**DER TEXTAUSZUG**
* * * * *

Wenn Geld nicht glücklich macht

Ein tragischer Tod des Chef der erfolgreichen Bank Bär:


Alex Widmer verliess Nicole (14), Philippe (17) und Nathalie (18) für immerWie verzweifelt muss dieser Mensch gewesen sein!

  • Publiziert: 07.12.2008, Aktualisiert: 19.01.2012
  • Von Romina Lenzlinger und Guido Schätti

Mit seinem Selbstmord machte Alex Widmer drei Kinder zu Vollwaisen. Eine Spurensuche in der Welt des Topbankers.

Bis zum Frühling 2006 lebten sie in der besten aller Welten. Ihr Vater war einer der erfolgreichsten Banker der Schweiz, zusammen mit ihrer Mutter bewohnten sie eine Villa in Baden AG. Jetzt haben Nicole (14), Philippe (17) und Nathalie (18) den wichtigsten Halt im Leben verloren. Ihr Vater Alex Widmer (†52) erhängte sich in der Nacht auf Donnerstag. Ihre Mutter Vera (†48) war vor knapp drei Jahren an Krebs gestorben, kurz darauf starb auch Grossmutter Clara (†79).

* * * * *

**DIE DATEN**
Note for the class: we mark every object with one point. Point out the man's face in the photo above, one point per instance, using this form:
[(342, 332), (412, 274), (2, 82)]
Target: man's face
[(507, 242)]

* * * * *

**ZUR AUFGABE**
Prüfe, ob die Aussagen 1., 2. und 3. mit dem Textauszug übereinstimmen, und antworte jeweils mit Ja oder Nein und den entscheidenden Worten aus dem Text als wörtlichem Zitat.
1. Die Familie wohnte in einer Villa in Baden AG.
2. Die Mutter Vera starb erst nach dem Vater.
3. Der Artikel wurde zuerst am 07.12.2008 veröffentlicht.

**DIE LÖSUNG**
1. Ja: „zusammen mit ihrer Mutter bewohnten sie eine Villa in Baden AG“
2. Nein: „Ihre Mutter Vera (†48) war vor knapp drei Jahren an Krebs gestorben“
3. Ja: „Publiziert: 07.12.2008“